##### Provided data
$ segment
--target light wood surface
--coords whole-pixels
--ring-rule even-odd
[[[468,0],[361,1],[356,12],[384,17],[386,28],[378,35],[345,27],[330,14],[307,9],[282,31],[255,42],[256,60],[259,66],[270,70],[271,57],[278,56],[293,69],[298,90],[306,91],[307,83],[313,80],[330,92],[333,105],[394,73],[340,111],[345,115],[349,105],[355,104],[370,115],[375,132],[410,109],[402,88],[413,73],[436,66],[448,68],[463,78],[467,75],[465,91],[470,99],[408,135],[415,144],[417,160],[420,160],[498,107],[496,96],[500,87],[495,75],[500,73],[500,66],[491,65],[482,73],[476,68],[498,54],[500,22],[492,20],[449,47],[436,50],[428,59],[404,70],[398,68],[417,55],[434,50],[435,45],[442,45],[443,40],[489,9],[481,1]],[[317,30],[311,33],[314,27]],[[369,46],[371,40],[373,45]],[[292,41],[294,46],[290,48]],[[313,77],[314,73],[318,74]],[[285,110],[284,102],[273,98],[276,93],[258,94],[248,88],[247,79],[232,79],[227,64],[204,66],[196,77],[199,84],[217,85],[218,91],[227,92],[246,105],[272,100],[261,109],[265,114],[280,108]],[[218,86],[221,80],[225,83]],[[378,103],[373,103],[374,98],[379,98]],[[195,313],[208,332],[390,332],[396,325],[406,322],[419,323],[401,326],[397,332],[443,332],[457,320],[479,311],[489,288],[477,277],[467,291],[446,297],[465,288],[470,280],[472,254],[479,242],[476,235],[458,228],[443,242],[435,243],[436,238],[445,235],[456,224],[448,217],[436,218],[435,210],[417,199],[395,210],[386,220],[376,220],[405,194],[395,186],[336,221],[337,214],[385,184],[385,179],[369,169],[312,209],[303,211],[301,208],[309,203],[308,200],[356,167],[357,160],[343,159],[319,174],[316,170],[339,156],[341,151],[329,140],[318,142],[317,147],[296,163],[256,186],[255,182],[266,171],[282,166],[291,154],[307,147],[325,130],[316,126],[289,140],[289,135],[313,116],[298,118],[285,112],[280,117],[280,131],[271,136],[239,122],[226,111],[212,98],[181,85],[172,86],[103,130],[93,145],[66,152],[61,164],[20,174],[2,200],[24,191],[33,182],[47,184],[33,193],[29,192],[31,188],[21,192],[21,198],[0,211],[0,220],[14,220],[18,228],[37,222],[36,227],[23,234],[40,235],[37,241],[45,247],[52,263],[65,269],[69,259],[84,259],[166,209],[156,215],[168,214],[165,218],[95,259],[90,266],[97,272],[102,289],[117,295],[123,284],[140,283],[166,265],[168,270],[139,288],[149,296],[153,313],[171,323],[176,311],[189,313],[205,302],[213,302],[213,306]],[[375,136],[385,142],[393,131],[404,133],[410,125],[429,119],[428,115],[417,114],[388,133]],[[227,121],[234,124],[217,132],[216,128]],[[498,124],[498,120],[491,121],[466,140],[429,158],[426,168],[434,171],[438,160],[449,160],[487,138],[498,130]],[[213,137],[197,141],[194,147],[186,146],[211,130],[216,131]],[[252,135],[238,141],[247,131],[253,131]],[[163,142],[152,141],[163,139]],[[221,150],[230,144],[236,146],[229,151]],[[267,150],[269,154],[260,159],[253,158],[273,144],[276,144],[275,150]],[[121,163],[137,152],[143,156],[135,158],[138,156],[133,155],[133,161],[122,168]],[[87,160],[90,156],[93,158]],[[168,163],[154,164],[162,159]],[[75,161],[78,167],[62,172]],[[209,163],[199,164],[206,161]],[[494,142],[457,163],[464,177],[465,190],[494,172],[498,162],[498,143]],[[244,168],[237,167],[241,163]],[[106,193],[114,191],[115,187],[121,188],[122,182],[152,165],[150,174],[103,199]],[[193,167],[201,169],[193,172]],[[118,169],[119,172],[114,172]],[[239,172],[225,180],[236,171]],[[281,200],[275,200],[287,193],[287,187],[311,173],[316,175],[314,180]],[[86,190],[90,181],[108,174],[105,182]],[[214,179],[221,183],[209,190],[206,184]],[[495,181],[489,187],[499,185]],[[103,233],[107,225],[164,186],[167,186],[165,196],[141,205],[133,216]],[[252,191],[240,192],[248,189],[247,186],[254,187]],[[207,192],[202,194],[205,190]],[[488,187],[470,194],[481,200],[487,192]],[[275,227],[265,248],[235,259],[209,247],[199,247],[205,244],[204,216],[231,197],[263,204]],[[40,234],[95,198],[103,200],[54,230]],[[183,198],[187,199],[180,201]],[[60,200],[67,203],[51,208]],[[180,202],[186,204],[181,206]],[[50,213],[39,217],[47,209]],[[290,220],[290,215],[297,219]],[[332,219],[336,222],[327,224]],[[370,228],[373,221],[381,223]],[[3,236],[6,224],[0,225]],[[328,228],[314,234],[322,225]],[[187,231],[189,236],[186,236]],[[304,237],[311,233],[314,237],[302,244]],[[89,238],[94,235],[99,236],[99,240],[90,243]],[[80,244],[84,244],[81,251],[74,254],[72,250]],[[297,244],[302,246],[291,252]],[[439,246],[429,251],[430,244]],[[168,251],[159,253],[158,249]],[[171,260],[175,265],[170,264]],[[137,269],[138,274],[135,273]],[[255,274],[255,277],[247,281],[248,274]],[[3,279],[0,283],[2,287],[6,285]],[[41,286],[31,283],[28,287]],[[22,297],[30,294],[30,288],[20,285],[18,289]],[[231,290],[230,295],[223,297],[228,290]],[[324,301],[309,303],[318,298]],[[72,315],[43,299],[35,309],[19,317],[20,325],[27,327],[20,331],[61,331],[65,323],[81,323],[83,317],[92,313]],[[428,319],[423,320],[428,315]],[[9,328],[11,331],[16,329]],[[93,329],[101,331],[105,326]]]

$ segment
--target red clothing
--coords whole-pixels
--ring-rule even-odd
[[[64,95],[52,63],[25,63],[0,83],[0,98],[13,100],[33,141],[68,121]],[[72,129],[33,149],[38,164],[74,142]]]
##########
All records shown above are to be given again verbatim.

> [Written solution]:
$ segment
--target light wood surface
--coords whole-pixels
--ring-rule even-odd
[[[468,0],[361,1],[356,12],[384,17],[386,28],[378,35],[345,27],[330,14],[307,9],[282,31],[255,42],[256,60],[259,66],[270,70],[271,57],[278,56],[293,69],[298,90],[306,91],[307,83],[313,80],[330,92],[333,105],[394,73],[340,111],[345,115],[349,105],[355,104],[370,115],[375,132],[410,109],[402,88],[413,73],[436,66],[448,68],[463,78],[467,75],[465,91],[470,99],[408,135],[415,144],[417,160],[420,160],[498,107],[496,96],[500,87],[495,75],[500,73],[500,66],[491,65],[482,73],[476,68],[498,54],[500,22],[492,20],[449,47],[436,50],[428,59],[404,70],[398,68],[417,55],[434,50],[435,45],[442,45],[443,40],[489,9],[481,1]],[[317,30],[311,33],[314,27]],[[369,46],[371,40],[373,45]],[[292,41],[294,46],[290,48]],[[313,77],[314,73],[318,74]],[[285,110],[284,102],[273,98],[276,93],[258,94],[248,88],[247,79],[232,79],[227,64],[204,66],[196,77],[199,84],[217,85],[218,91],[227,92],[246,105],[272,100],[261,109],[265,114],[280,108]],[[218,86],[221,80],[225,83]],[[378,103],[373,103],[374,98],[379,98]],[[195,313],[208,332],[390,332],[396,325],[406,322],[419,323],[401,326],[397,332],[443,332],[457,320],[479,311],[489,288],[477,277],[467,291],[446,297],[465,288],[470,280],[472,254],[479,242],[476,235],[458,228],[443,242],[435,243],[436,238],[445,235],[456,224],[448,217],[436,218],[435,210],[417,199],[395,210],[386,220],[376,220],[405,194],[395,186],[336,221],[337,214],[385,184],[385,179],[369,169],[312,209],[303,211],[301,208],[309,203],[308,200],[356,167],[357,160],[343,159],[319,174],[316,170],[339,156],[341,151],[329,140],[318,142],[317,147],[296,163],[256,186],[255,182],[266,171],[282,166],[291,154],[307,147],[325,130],[316,126],[289,140],[289,135],[313,116],[298,118],[285,112],[280,117],[280,131],[271,136],[239,122],[226,111],[212,98],[181,85],[172,86],[103,130],[93,145],[66,152],[61,164],[20,174],[2,200],[24,191],[33,182],[47,184],[33,193],[29,192],[31,188],[21,192],[21,198],[0,211],[0,220],[14,220],[18,228],[37,222],[36,227],[23,234],[40,235],[37,241],[45,247],[52,263],[65,269],[69,259],[84,259],[166,209],[156,215],[168,214],[165,218],[95,259],[90,266],[97,272],[102,289],[117,295],[123,284],[140,283],[166,265],[168,270],[139,288],[149,296],[153,313],[171,323],[176,311],[189,313],[205,302],[213,302],[213,306]],[[375,136],[385,142],[393,131],[404,133],[410,125],[429,119],[428,115],[417,114],[388,133]],[[227,121],[234,124],[217,132],[216,128]],[[498,124],[498,120],[491,121],[466,140],[429,158],[426,168],[434,171],[438,160],[449,160],[487,138],[498,130]],[[213,137],[197,141],[194,147],[186,146],[211,130],[216,131]],[[252,135],[238,141],[247,131],[253,131]],[[163,142],[152,141],[163,139]],[[221,150],[230,144],[236,146],[229,151]],[[267,150],[269,154],[260,159],[253,158],[273,144],[276,144],[275,150]],[[121,163],[137,152],[143,156],[135,158],[138,156],[133,155],[133,161],[122,168]],[[87,160],[90,156],[93,158]],[[168,163],[154,164],[162,159]],[[75,161],[78,167],[62,172]],[[209,163],[199,164],[206,161]],[[494,142],[457,163],[464,177],[465,190],[494,172],[498,162],[498,143]],[[244,168],[237,167],[241,163]],[[106,193],[114,191],[115,187],[121,188],[122,182],[152,165],[150,174],[103,199]],[[193,167],[201,169],[193,172]],[[118,169],[119,172],[114,172]],[[239,172],[225,180],[236,171]],[[281,200],[275,200],[287,193],[287,187],[311,173],[316,175],[314,180]],[[86,190],[90,181],[108,174],[105,182]],[[214,179],[221,183],[209,190],[206,184]],[[495,181],[489,187],[499,185]],[[103,233],[107,225],[164,186],[167,186],[165,196],[141,205],[133,216]],[[252,191],[240,192],[248,189],[247,186],[254,187]],[[207,192],[202,194],[205,190]],[[488,187],[470,194],[481,200],[487,192]],[[275,227],[265,248],[235,259],[209,247],[199,247],[205,244],[204,216],[231,197],[263,204]],[[40,234],[95,198],[103,200],[54,230]],[[183,198],[187,199],[180,201]],[[60,200],[67,203],[51,208]],[[180,202],[186,204],[181,206]],[[50,213],[39,217],[47,209]],[[290,220],[290,215],[297,219]],[[332,219],[336,222],[327,224]],[[370,228],[373,221],[381,223]],[[3,236],[6,224],[0,225]],[[328,228],[314,234],[322,225]],[[187,231],[189,236],[186,236]],[[304,237],[311,233],[314,237],[302,244]],[[89,238],[94,235],[99,236],[99,240],[90,243]],[[80,244],[84,244],[81,251],[74,254],[72,250]],[[297,244],[302,246],[291,252]],[[439,246],[429,251],[430,244]],[[168,251],[159,253],[158,249]],[[171,260],[175,265],[170,264]],[[137,269],[138,274],[135,273]],[[255,274],[255,277],[247,281],[248,274]],[[3,279],[0,283],[2,287],[6,285]],[[41,286],[31,283],[28,287]],[[22,297],[30,294],[30,288],[20,285],[18,289]],[[231,290],[230,295],[223,297],[228,290]],[[324,301],[309,303],[318,298]],[[72,315],[43,299],[35,309],[19,317],[20,325],[27,327],[20,331],[61,331],[65,323],[81,323],[83,317],[92,313]],[[428,319],[423,320],[428,315]],[[9,328],[11,331],[16,329]],[[93,329],[101,331],[105,326]]]

$ segment
--target red clothing
--coords whole-pixels
--ring-rule even-odd
[[[64,95],[52,63],[25,63],[0,83],[0,98],[13,100],[33,141],[68,121]],[[72,129],[33,149],[38,164],[74,142]]]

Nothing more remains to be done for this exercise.